## To do:
1/ According to the AFSA list cited in the passage on ambassadorial appointments, what share of the 185 ambassador positions worldwide are held by political appointees?
2/ Resume the passage on political appointees versus career diplomats in ambassadorial posts, picking up right after its final sentence.

:: Provided passage

The middle of the summer is a good time to review the balance of political appointees vs. career diplomats in ambassadorial posts around the world. Not surprisingly, the familiar 30-percent quota for political appointments of the last several decades remains largely intact.

Actually, for some people, continuing the tradition of awarding presidential campaign contributors with embassies may be surprising, given President Obama’s promise to change the way Washington works during the 2008 election.

However, as I wrote a year ago, reality set in soon after Obama took office. According to a list maintained by the American Foreign Service Association (AFSA), the diplomats’ union, of all ambassadors Obama has nominated so far, about 40 percent are political appointees.

That number, though, is a bit misleading, because almost all political appointees change when a new president moves into the White House — unlike career diplomats, who typically remain in their posts for another year or two. It’s more appropriate to look at all embassies around the world — not just Obama’s nominees — and the AFSA list shows 29.7 percent political appointees out of 185 positions globally. That number is slightly lower than it was during the last years of George W. Bush’s presidency.

::::
:: Information supplied

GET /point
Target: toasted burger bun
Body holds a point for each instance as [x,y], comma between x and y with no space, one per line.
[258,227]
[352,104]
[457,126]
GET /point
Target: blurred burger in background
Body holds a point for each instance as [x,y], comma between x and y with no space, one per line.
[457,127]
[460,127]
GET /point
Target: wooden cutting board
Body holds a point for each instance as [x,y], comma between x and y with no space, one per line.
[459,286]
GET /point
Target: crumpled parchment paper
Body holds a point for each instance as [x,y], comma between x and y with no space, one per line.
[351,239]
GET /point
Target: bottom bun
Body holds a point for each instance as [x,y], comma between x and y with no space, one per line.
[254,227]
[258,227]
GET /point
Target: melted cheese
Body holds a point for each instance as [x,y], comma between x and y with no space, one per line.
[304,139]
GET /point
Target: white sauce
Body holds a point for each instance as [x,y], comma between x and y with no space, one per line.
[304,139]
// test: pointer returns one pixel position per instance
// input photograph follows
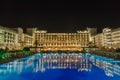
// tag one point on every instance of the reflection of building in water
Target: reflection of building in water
(42, 62)
(16, 66)
(107, 65)
(63, 61)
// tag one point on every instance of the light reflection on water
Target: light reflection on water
(43, 62)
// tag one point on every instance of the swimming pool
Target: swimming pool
(62, 66)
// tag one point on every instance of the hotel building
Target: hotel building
(98, 40)
(116, 37)
(8, 38)
(61, 41)
(25, 40)
(107, 38)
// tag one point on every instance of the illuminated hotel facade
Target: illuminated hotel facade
(61, 41)
(8, 38)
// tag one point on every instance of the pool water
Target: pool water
(62, 66)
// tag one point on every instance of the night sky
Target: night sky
(60, 16)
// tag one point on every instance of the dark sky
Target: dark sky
(60, 16)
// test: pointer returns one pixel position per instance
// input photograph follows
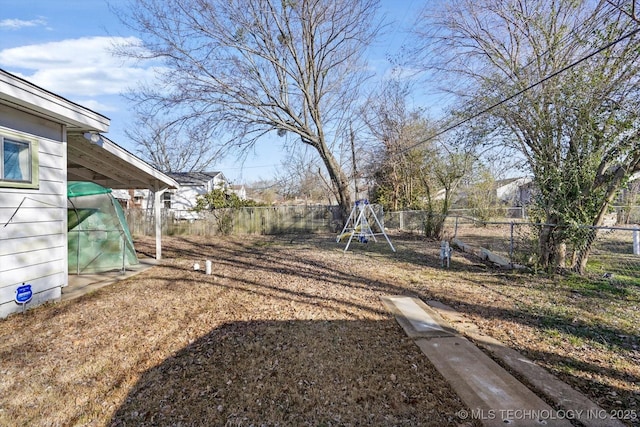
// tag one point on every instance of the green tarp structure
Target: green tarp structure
(98, 234)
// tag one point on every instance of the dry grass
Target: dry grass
(291, 331)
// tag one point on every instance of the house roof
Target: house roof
(106, 163)
(25, 96)
(101, 161)
(194, 178)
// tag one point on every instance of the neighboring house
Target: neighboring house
(192, 185)
(46, 141)
(239, 190)
(514, 191)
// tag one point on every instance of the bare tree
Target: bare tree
(301, 177)
(560, 81)
(245, 68)
(169, 149)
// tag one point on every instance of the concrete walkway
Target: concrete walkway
(85, 283)
(494, 396)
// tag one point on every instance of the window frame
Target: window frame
(34, 181)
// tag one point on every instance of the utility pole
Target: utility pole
(353, 158)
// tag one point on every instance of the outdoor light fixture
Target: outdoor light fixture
(94, 137)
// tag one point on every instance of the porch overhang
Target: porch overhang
(93, 157)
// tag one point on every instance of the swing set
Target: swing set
(358, 226)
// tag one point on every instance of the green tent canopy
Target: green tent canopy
(98, 234)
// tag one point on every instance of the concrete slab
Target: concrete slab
(416, 318)
(575, 405)
(494, 396)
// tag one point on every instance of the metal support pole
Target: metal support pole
(511, 245)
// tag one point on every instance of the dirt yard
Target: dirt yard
(290, 331)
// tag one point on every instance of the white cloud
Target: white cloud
(16, 24)
(78, 67)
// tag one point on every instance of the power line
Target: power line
(520, 92)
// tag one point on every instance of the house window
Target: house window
(18, 162)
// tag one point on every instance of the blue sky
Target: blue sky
(64, 46)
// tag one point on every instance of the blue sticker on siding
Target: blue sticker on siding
(23, 294)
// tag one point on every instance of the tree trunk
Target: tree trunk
(339, 180)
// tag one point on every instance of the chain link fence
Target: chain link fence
(614, 252)
(509, 240)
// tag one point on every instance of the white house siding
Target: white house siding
(33, 222)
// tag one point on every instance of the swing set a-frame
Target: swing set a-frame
(358, 226)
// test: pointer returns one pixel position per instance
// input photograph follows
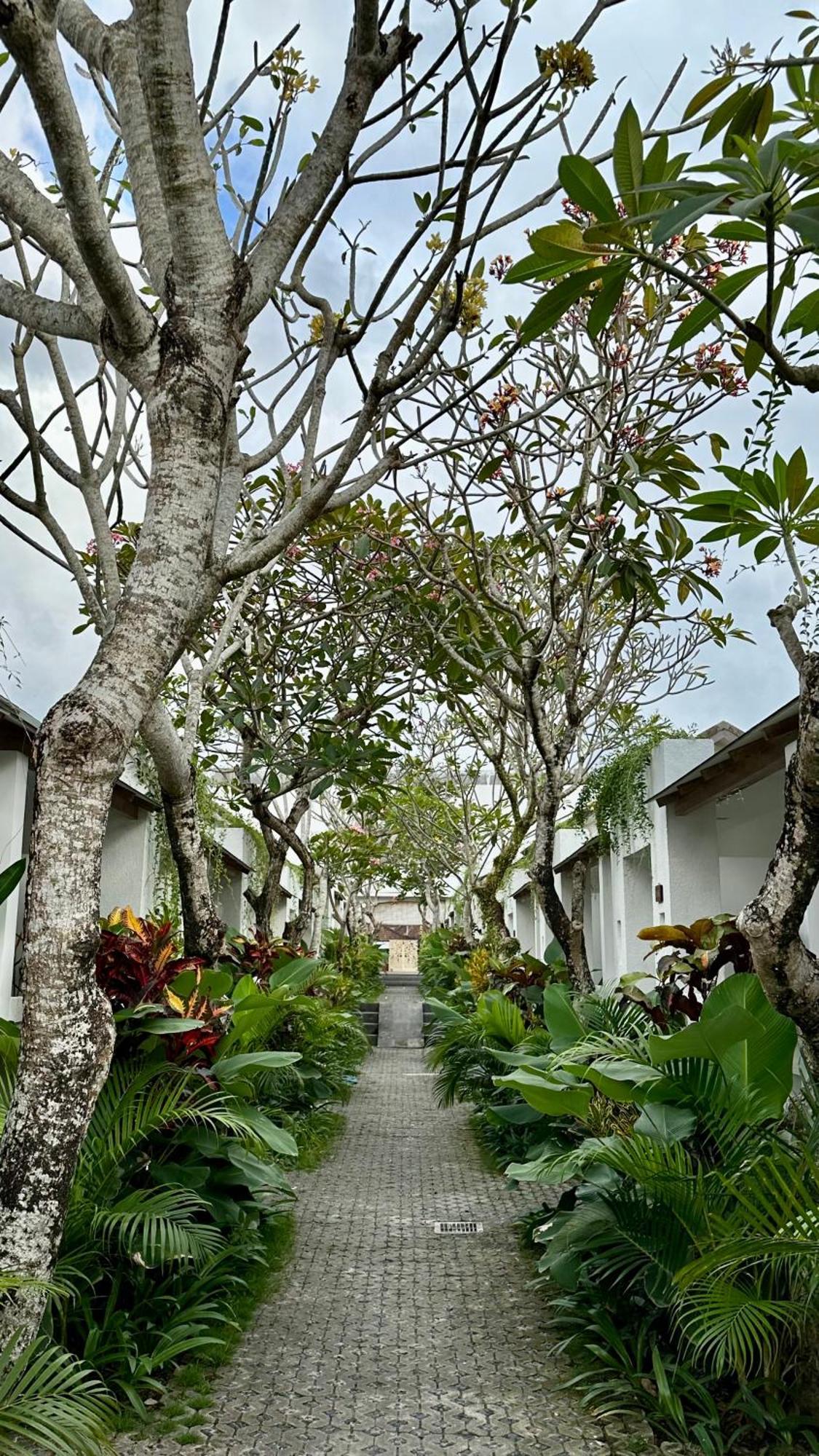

::::

## Responses:
1/ 29.7 percent.

2/
Another interesting number is that of the nominated but not-yet-confirmed career diplomats under Obama — there are 40 in each category. In contrast, of 55 political appointees, 52 have been confirmed by the Senate.

This issue is understandably controversial for Foreign Service members, and there was a time last year when the White House was on its way to nominating more than 30 percent political appointees. As I reported then, Secretary of State Hillary Clinton had to interfere.

“Why is ours the only profession where it’s considered acceptable to appoint someone without any experience?” Steven B. Kashkett, AFSA’s acting president, said at the time. “Would you appoint someone to head a hospital without medical experience?”